Identification of DEGs by weighted gene Co-expression network analysis (WGCNA)

Differentially expressed genes (DEGs) for T2D, PC, and KC were identified using the “CEMiTool” and “WGCNA” (Weighted correlation network analysis) approaches across three datasets: GSE9348, GSE121248, and GSE76896. Initially, the “CEMiTool” analysis identified 4,589 DEGs from GSE16515, 4,233 DEGs from GSE16515, and 7,548 DEGs from GSE76896. These DEGs were further refined using the “WGCNA” approach. For each filtered gene expression matrices, a soft threshold β value was chosen (14 for GSE76896, 11 for GSE16515 and 15 for GSE36895) based on a cutoff R2 value of 0.85 (Figure S1). Following that, some modules were found by hierarchical clustering with the minimal module size 30. To merge the modules, cut height of module eigengene was set 0.15 for GSE76896, 0.09 for GSE16515 and 0.13 for GSE36895 (Figure S2). To uncover the relationship between modules and clinical traits (KC/PC/T2D and non-KC/non-PC/non-T2D samples and control), We selected six modules from GSE76896, four modules from GSE16515 and six modules from GSE36895 based on the module-trait relationship (correlation greater than 0.6 or less than − 0.6 along with p-value < 4e-08) (Figure S3).

Identification of common differentially expressed genes (cDEGs)

We identified a total of 85 common differentially expressed genes (cDEGs), including 55 upregulated and 30 downregulated genes, across three comparisons: control vs. T2D, control vs. PC, and control vs. KC. These cDEGs were visualized using a Venn diagram, as shown in Fig. 2 (see also Table S7). The Venn diagrams were made using the Venn Web Tool at https://bioinformatics.psb.ugent.be/webtools/Venn/. DEGs-sets for each disease were pasted into the tool, and it generated the diagram showing overlaps and differences between the sets. The diagram was then customized and downloaded for further use.

Fig. 2
figure 2

Common DEGs and the trends of their aLog2FC values in T2D, PC and KC. (A) Upregulated cDEGs; (B) Downregulated cDEGs and, (C) The trends of aLog2FC vales of cDEGs in T2D, PC and KC.

Local genetic association among T2D, PC and KC through cDEGs

To understand the link of T2D with PC and KC, we computed pairwise local correlation coefficients using Eq. 2 for T2D, PC and KC based on the aLog2FC values of cDEGs (see Fig. 2C; Table 1 and Table S8). The correlation coefficient between each pair of the three diseases was ≥ 0.83 (see Table 1), indicating that T2D, PC and KC are locally associated with each other through the expressions of cDEGs.

Table 1 Local association among T2D, PC and KC through cDEGs.

Identification of three disease-causing common genomic biomarkers (cGBs)
____________________
Can you copy out, word for word, the part of the excerpt on genes shared by T2D, PC and KC between "We identified a" and "for further use.", inclusive?
____________________
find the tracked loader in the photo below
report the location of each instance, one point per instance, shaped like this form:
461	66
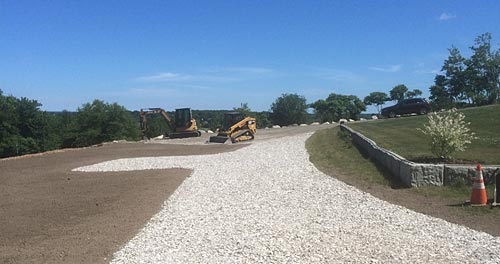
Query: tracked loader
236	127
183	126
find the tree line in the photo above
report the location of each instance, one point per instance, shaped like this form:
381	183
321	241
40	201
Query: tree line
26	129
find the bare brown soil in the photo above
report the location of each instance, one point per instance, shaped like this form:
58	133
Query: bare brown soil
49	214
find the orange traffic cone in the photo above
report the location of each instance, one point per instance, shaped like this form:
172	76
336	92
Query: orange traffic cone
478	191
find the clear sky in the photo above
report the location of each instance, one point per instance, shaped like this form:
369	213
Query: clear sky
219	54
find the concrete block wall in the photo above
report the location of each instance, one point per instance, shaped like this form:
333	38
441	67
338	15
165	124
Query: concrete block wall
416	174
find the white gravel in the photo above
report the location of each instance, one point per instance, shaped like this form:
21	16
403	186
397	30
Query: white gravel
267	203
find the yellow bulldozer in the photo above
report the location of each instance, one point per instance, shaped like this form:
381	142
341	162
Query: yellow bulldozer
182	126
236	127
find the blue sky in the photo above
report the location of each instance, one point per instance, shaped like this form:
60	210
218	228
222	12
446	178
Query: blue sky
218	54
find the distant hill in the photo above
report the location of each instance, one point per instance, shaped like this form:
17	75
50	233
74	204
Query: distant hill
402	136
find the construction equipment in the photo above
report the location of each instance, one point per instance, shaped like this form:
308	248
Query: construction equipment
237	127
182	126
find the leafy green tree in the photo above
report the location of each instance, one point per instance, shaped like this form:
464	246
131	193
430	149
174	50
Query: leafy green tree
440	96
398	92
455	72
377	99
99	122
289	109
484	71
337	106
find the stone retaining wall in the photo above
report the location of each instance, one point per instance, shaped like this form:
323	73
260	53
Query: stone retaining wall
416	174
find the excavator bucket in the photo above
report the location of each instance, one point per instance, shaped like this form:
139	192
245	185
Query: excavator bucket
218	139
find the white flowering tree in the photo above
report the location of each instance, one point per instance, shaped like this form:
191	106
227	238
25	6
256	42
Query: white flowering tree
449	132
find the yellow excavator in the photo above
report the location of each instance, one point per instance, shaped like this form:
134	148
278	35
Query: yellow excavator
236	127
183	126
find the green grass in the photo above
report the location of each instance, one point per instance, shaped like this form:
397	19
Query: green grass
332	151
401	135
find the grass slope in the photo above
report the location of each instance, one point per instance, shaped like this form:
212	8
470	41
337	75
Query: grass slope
____________________
ANSWER TO THE EXERCISE >>
We identified a total of 85 common differentially expressed genes (cDEGs), including 55 upregulated and 30 downregulated genes, across three comparisons: control vs. T2D, control vs. PC, and control vs. KC. These cDEGs were visualized using a Venn diagram, as shown in Fig. 2 (see also Table S7). The Venn diagrams were made using the Venn Web Tool at https://bioinformatics.psb.ugent.be/webtools/Venn/. DEGs-sets for each disease were pasted into the tool, and it generated the diagram showing overlaps and differences between the sets. The diagram was then customized and downloaded for further use.